(Region outline entries)
>> START
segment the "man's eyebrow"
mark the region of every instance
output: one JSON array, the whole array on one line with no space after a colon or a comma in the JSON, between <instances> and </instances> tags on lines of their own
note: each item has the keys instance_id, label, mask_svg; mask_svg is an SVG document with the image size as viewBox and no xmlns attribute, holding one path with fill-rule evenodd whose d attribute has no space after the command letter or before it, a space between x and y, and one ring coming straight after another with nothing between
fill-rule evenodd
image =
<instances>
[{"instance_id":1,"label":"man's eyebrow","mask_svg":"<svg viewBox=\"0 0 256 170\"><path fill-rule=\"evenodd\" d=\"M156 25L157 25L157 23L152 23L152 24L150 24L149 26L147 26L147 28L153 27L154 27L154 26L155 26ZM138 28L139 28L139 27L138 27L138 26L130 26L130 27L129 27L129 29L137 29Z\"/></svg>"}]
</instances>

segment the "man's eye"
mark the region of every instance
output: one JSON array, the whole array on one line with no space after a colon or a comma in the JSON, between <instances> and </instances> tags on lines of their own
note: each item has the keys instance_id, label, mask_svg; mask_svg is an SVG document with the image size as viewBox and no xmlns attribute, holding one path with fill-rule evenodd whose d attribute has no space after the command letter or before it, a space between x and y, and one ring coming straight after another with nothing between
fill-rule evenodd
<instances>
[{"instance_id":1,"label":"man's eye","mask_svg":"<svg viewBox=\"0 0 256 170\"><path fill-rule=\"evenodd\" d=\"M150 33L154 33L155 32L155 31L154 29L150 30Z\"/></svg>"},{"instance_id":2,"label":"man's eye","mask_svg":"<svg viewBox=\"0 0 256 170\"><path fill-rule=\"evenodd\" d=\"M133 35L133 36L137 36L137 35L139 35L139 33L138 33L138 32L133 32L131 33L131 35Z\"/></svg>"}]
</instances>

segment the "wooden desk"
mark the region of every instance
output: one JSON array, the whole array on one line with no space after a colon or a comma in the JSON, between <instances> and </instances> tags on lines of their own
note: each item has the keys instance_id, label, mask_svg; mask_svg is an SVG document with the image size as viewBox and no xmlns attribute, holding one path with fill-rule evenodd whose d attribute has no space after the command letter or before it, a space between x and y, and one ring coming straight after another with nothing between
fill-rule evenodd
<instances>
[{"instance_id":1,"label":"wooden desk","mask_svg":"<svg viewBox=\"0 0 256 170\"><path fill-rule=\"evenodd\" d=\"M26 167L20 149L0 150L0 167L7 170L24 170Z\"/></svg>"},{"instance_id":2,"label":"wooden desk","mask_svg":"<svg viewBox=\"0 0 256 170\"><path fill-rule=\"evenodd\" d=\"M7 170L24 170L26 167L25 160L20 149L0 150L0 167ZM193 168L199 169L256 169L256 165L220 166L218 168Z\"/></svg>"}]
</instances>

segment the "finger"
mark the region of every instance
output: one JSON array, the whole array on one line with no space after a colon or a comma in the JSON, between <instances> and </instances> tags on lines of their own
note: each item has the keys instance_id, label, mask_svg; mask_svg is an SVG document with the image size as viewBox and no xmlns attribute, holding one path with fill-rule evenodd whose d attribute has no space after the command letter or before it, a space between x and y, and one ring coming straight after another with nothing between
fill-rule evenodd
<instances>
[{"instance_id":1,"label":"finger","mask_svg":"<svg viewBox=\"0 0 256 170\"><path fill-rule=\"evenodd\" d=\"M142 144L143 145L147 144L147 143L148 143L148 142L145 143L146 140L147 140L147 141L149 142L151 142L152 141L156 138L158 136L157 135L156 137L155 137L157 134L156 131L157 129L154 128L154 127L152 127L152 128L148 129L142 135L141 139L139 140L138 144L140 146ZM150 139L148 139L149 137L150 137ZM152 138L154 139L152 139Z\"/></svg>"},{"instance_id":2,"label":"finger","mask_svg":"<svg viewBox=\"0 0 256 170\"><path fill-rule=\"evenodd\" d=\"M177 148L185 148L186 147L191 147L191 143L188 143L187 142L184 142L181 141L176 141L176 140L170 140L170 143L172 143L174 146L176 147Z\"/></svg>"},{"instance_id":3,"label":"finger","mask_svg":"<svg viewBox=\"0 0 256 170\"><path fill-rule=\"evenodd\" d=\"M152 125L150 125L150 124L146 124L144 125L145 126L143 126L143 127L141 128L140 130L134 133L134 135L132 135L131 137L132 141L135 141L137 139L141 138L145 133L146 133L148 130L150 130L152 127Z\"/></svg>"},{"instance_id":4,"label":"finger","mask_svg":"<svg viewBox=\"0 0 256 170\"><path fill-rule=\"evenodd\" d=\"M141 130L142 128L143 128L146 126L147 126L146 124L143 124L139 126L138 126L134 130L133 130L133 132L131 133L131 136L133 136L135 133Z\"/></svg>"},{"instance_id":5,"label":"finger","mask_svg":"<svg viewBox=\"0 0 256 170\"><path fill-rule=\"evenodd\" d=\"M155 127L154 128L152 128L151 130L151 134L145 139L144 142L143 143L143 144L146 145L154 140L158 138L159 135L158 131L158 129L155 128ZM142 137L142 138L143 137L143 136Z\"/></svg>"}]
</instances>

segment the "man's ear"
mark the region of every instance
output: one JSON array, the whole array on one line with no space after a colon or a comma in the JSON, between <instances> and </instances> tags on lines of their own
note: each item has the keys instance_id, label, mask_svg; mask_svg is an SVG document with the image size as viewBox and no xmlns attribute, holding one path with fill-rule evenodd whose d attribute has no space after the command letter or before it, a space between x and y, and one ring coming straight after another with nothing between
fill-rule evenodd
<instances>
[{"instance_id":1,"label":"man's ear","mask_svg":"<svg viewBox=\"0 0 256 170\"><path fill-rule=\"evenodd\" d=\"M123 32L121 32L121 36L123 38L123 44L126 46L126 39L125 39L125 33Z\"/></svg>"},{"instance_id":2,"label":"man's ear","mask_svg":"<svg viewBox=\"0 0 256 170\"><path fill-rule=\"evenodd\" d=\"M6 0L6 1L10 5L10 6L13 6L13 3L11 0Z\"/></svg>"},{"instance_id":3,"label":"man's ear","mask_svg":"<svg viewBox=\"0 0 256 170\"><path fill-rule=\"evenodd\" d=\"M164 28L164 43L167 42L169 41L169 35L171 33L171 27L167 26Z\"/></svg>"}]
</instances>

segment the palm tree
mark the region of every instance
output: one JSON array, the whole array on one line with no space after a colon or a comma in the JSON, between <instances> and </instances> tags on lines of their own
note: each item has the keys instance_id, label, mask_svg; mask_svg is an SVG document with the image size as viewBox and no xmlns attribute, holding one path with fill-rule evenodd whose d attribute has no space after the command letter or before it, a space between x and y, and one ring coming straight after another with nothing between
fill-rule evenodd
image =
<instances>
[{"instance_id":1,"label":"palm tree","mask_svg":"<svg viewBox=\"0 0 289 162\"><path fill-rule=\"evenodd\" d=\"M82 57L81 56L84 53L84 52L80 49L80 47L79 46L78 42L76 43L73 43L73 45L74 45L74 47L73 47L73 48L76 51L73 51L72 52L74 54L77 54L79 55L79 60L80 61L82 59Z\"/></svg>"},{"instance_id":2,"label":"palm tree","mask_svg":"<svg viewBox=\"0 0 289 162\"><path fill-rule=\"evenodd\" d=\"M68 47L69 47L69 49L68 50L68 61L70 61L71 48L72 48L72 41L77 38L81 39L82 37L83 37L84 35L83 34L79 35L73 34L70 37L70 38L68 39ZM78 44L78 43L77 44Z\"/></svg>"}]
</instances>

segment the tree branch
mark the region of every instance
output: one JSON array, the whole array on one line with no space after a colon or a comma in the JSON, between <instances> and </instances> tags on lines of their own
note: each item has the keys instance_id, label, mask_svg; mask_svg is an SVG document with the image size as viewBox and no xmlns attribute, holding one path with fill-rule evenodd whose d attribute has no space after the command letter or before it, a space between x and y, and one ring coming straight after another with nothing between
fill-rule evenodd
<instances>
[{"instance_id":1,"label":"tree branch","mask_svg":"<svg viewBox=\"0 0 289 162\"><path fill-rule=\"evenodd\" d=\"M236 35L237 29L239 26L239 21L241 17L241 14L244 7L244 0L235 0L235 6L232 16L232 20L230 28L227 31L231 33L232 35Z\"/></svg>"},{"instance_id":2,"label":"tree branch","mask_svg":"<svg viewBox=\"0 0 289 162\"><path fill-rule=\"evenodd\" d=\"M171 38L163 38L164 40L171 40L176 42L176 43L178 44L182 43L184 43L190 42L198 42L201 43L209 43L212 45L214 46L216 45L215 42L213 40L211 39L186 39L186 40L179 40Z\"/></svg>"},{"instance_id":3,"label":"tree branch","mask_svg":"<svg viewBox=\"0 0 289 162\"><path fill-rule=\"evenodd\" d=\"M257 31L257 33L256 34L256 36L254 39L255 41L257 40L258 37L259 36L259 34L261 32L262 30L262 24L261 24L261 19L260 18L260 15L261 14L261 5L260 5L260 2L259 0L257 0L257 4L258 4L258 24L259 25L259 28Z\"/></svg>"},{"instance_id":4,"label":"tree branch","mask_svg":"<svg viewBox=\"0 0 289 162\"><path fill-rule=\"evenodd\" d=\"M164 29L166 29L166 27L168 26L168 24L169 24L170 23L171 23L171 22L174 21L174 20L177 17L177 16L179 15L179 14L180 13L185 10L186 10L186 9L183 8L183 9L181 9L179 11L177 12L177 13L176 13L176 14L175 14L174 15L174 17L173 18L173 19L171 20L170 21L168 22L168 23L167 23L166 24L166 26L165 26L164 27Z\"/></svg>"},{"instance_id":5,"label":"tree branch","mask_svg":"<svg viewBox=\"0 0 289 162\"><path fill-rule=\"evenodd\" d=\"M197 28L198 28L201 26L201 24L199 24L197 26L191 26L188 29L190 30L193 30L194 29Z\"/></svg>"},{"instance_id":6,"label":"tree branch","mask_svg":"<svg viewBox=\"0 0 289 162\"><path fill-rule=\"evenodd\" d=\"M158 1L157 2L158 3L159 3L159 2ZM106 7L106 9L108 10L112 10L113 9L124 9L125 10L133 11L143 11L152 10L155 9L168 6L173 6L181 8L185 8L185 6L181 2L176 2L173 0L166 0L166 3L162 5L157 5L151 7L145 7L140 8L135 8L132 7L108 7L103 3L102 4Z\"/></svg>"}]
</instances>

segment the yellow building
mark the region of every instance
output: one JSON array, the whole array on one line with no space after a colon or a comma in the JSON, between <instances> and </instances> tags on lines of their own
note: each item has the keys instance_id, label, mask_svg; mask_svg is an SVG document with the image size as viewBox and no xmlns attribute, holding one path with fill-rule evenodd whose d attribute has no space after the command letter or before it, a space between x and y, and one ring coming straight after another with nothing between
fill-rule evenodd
>> END
• Written problem
Everything from the line that contains "segment the yellow building" through the end of the records must be duplicated exactly, and nothing outside that range.

• Correct response
segment the yellow building
mark the region of every instance
output: one JSON array, the whole array on one line with no space after a colon or a comma in the JSON, between <instances> and </instances> tags on lines of their own
note: each item has the keys instance_id, label, mask_svg; mask_svg is an SVG document with the image size as viewBox and no xmlns attribute, holding one path with fill-rule evenodd whose d attribute has no space after the command letter or before it, a space between x and y, and one ring coming straight after another with nothing between
fill-rule evenodd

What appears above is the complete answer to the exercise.